Exercise prompt: Every record must be repeated precisely as it stands.

Natural-language object grounding data
>>>

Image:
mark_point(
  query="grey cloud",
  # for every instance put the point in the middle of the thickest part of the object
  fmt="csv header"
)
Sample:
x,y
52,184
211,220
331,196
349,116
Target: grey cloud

<<<

Finished exercise:
Image:
mark_point(
  query="grey cloud",
  # for every instance put the point in the middle of the thickest part of the object
  fmt="csv header"
)
Sample:
x,y
52,184
211,220
331,196
349,116
Target: grey cloud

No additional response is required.